WHAT IS NEEDED
Please format the lines below as a JSON list of strings, one string per line, omitting any blank lines.

Stored data:
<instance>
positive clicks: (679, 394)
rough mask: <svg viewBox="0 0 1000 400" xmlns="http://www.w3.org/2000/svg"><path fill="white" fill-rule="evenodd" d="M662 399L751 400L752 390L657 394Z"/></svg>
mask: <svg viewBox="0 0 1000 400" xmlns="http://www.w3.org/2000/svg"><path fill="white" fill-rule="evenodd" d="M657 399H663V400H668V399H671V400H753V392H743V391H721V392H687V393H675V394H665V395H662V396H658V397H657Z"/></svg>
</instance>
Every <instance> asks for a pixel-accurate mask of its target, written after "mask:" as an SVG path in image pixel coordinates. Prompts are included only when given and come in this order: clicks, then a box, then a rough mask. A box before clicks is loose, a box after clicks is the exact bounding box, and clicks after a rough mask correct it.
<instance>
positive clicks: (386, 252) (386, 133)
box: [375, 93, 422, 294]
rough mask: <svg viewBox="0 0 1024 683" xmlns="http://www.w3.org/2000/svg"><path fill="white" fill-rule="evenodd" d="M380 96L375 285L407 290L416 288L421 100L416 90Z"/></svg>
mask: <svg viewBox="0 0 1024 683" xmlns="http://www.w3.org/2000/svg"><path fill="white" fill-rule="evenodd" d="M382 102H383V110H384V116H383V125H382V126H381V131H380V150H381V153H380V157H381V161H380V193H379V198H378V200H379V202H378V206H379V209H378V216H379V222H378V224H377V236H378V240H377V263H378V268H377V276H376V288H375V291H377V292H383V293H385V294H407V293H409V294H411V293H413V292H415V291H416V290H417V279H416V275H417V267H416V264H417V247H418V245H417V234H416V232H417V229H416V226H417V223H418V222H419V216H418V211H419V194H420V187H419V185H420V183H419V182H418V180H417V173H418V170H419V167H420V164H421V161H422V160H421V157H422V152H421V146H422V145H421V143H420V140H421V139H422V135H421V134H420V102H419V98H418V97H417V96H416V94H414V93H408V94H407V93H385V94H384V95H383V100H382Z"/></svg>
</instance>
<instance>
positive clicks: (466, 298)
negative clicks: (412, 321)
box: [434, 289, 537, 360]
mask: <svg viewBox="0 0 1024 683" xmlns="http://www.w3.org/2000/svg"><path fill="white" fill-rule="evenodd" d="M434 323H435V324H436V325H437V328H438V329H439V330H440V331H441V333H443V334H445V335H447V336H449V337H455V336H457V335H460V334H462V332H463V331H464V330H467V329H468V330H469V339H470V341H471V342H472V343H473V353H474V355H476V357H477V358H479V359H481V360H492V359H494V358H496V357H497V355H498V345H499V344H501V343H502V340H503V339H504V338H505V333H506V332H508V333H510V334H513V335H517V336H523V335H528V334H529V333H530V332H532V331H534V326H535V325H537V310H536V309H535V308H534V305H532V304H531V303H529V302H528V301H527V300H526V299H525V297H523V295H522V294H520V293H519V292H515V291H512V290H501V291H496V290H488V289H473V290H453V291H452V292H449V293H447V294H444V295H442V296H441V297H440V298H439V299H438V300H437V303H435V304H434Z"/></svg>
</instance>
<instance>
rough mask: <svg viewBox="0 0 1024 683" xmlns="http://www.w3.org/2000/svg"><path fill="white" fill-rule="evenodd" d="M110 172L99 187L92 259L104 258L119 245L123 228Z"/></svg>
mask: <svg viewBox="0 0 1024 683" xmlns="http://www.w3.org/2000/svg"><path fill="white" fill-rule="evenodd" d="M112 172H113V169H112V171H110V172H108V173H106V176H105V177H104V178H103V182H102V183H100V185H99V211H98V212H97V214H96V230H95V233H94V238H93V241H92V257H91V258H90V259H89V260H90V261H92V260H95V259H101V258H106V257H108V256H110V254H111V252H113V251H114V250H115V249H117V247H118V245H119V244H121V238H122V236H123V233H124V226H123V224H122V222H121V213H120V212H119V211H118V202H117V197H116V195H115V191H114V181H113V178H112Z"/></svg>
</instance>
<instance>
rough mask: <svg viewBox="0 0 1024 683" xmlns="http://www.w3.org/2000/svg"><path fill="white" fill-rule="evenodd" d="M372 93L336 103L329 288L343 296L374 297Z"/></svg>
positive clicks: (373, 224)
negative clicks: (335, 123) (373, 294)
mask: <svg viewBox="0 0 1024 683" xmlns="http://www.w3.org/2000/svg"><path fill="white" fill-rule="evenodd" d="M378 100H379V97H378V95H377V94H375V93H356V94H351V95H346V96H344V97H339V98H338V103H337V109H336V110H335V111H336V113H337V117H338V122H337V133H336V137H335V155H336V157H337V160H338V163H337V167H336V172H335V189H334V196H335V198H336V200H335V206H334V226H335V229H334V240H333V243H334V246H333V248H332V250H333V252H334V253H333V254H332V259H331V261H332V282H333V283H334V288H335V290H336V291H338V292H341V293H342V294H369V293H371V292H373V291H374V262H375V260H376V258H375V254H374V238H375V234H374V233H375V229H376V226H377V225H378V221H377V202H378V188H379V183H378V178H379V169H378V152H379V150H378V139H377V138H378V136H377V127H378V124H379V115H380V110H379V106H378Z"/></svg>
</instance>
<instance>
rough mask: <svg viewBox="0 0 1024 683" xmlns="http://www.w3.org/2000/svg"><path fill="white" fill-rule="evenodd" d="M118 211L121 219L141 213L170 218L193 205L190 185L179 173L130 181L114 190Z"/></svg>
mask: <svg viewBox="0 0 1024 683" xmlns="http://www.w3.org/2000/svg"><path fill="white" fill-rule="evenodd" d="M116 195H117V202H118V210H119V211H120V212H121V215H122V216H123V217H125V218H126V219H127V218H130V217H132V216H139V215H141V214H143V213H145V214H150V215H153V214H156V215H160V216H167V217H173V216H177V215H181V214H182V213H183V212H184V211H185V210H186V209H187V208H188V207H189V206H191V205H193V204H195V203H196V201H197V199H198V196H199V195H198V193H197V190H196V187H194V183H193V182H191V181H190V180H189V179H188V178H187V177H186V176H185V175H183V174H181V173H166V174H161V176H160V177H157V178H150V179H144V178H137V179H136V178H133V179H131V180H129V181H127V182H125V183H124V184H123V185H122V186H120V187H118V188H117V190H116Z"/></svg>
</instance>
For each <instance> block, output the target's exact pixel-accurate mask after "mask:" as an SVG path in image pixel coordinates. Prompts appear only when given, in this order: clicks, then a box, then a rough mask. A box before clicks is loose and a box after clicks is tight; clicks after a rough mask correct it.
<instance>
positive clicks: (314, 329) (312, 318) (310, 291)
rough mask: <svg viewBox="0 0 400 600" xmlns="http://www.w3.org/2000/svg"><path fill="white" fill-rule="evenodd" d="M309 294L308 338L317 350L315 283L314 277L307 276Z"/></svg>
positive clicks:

COMPLETED EXERCISE
[
  "<instance>",
  "positive clicks: (679, 394)",
  "rough mask: <svg viewBox=\"0 0 1000 400\" xmlns=\"http://www.w3.org/2000/svg\"><path fill=\"white\" fill-rule=\"evenodd\" d=\"M662 399L751 400L752 390L657 394Z\"/></svg>",
  "mask: <svg viewBox=\"0 0 1000 400\" xmlns=\"http://www.w3.org/2000/svg\"><path fill=\"white\" fill-rule=\"evenodd\" d=\"M657 399H663V400H668V399H671V400H753V392H743V391H721V392H687V393H675V394H665V395H662V396H658V397H657Z\"/></svg>",
  "</instance>",
  "Every <instance> asks for a pixel-accurate mask of its target, written after \"mask:\" as an SVG path in image pixel coordinates. Prompts are included only when given and come in this order: clicks, then a box, then a rough mask. A box before clicks is loose, a box after clicks is the exact bounding box, and clicks after a rough mask correct it.",
  "<instance>",
  "positive clicks: (386, 252) (386, 133)",
  "box: [375, 93, 422, 294]",
  "rough mask: <svg viewBox=\"0 0 1024 683\" xmlns=\"http://www.w3.org/2000/svg\"><path fill=\"white\" fill-rule=\"evenodd\" d=\"M380 96L375 285L407 290L416 288L421 100L416 90Z\"/></svg>",
  "mask: <svg viewBox=\"0 0 1024 683\" xmlns=\"http://www.w3.org/2000/svg\"><path fill=\"white\" fill-rule=\"evenodd\" d=\"M382 102H383V110H384V116H383V125H382V126H381V131H380V150H381V153H380V157H381V161H380V193H379V198H378V200H379V202H378V206H379V209H378V216H379V222H378V224H377V236H378V240H377V263H378V268H377V276H376V288H375V291H377V292H383V293H385V294H407V293H409V294H411V293H413V292H415V291H416V290H417V279H416V275H417V267H416V264H417V247H418V245H417V234H416V232H417V229H416V226H417V223H418V222H419V216H418V211H419V194H420V187H419V185H420V183H419V182H418V180H417V173H418V170H419V167H420V164H421V161H422V160H421V157H422V152H421V146H422V145H421V143H420V140H421V139H422V135H421V134H420V102H419V98H418V97H417V96H416V94H414V93H408V94H407V93H385V94H384V95H383V100H382Z\"/></svg>",
  "</instance>",
  "<instance>",
  "positive clicks: (466, 298)",
  "negative clicks: (412, 321)",
  "box: [434, 289, 537, 360]",
  "mask: <svg viewBox=\"0 0 1024 683\" xmlns=\"http://www.w3.org/2000/svg\"><path fill=\"white\" fill-rule=\"evenodd\" d=\"M434 323H435V324H436V325H437V328H438V329H439V330H440V331H441V333H443V334H445V335H447V336H449V337H455V336H457V335H460V334H462V332H463V331H464V330H467V329H468V330H469V339H470V341H471V342H472V343H473V353H474V355H476V357H477V358H479V359H481V360H492V359H494V358H496V357H497V355H498V345H499V344H501V343H502V340H503V339H504V338H505V333H506V332H508V333H510V334H513V335H517V336H523V335H528V334H529V333H530V332H532V331H534V326H535V325H537V310H536V309H535V308H534V305H532V304H531V303H529V302H528V301H527V300H526V299H525V297H523V295H522V294H520V293H519V292H515V291H512V290H501V291H496V290H488V289H473V290H453V291H452V292H449V293H447V294H444V295H442V296H441V297H440V298H439V299H438V300H437V303H435V304H434Z\"/></svg>",
  "</instance>",
  "<instance>",
  "rough mask: <svg viewBox=\"0 0 1024 683\" xmlns=\"http://www.w3.org/2000/svg\"><path fill=\"white\" fill-rule=\"evenodd\" d=\"M110 172L99 187L92 259L104 258L119 245L123 228Z\"/></svg>",
  "mask: <svg viewBox=\"0 0 1024 683\" xmlns=\"http://www.w3.org/2000/svg\"><path fill=\"white\" fill-rule=\"evenodd\" d=\"M112 172H113V169H112V171H110V172H108V173H106V176H105V177H104V178H103V182H102V183H100V185H99V211H98V212H97V214H96V230H95V233H94V238H93V241H92V257H91V258H90V259H89V260H90V261H92V260H95V259H101V258H106V257H108V256H110V254H111V252H113V251H114V250H115V249H117V247H118V245H119V244H121V238H122V236H123V233H124V226H123V224H122V222H121V213H120V212H119V211H118V202H117V197H116V195H115V191H114V181H113V178H112Z\"/></svg>",
  "</instance>",
  "<instance>",
  "rough mask: <svg viewBox=\"0 0 1024 683\" xmlns=\"http://www.w3.org/2000/svg\"><path fill=\"white\" fill-rule=\"evenodd\" d=\"M372 93L336 103L329 288L343 296L374 297Z\"/></svg>",
  "positive clicks: (373, 224)",
  "negative clicks: (335, 123) (373, 294)",
  "mask: <svg viewBox=\"0 0 1024 683\" xmlns=\"http://www.w3.org/2000/svg\"><path fill=\"white\" fill-rule=\"evenodd\" d=\"M378 100H379V97H378V95H377V94H375V93H356V94H351V95H346V96H344V97H339V98H338V103H337V109H336V110H335V111H336V113H337V117H338V122H337V133H336V137H335V155H336V157H337V160H338V163H337V167H336V172H335V189H334V196H335V198H336V200H335V206H334V226H335V229H334V240H333V243H334V246H333V248H332V250H333V252H334V253H333V254H332V259H331V261H332V282H333V283H334V288H335V290H336V291H338V292H341V293H342V294H369V293H371V292H373V291H374V262H375V260H376V258H375V254H374V238H375V234H374V233H375V229H376V226H377V225H378V221H377V202H378V188H379V183H378V178H379V169H378V152H379V150H378V139H377V138H378V136H377V127H378V124H379V115H380V110H379V106H378Z\"/></svg>",
  "</instance>",
  "<instance>",
  "rough mask: <svg viewBox=\"0 0 1024 683\" xmlns=\"http://www.w3.org/2000/svg\"><path fill=\"white\" fill-rule=\"evenodd\" d=\"M118 211L121 219L141 213L170 218L193 205L190 185L179 173L130 181L114 190Z\"/></svg>",
  "mask: <svg viewBox=\"0 0 1024 683\" xmlns=\"http://www.w3.org/2000/svg\"><path fill=\"white\" fill-rule=\"evenodd\" d=\"M116 195H117V202H118V210H119V211H120V212H121V215H122V216H123V217H125V218H126V219H127V218H130V217H132V216H139V215H141V214H143V213H145V214H150V215H153V214H156V215H160V216H167V217H173V216H177V215H181V214H182V213H183V212H184V211H185V210H186V209H187V208H188V207H189V206H191V205H193V204H195V203H196V201H197V199H198V196H199V195H198V193H197V190H196V187H194V183H193V182H191V181H190V180H189V179H188V178H187V177H186V176H185V175H183V174H181V173H166V174H161V176H160V177H157V178H150V179H144V178H137V179H136V178H133V179H131V180H129V181H127V182H125V183H124V184H123V185H122V186H120V187H118V188H117V190H116Z\"/></svg>",
  "</instance>",
  "For each <instance> block, output the target's exact pixel-accurate mask after \"mask:\" as an SVG path in image pixel coordinates. Prompts appear only when given, in this order: clicks, then a box, then a rough mask. A box before clicks is loose and a box after clicks is tight; clicks after a rough mask correct it.",
  "<instance>",
  "positive clicks: (314, 329) (312, 318) (310, 291)",
  "rough mask: <svg viewBox=\"0 0 400 600\" xmlns=\"http://www.w3.org/2000/svg\"><path fill=\"white\" fill-rule=\"evenodd\" d=\"M309 294L308 338L317 350L315 283L314 277L307 276Z\"/></svg>",
  "positive clicks:"
]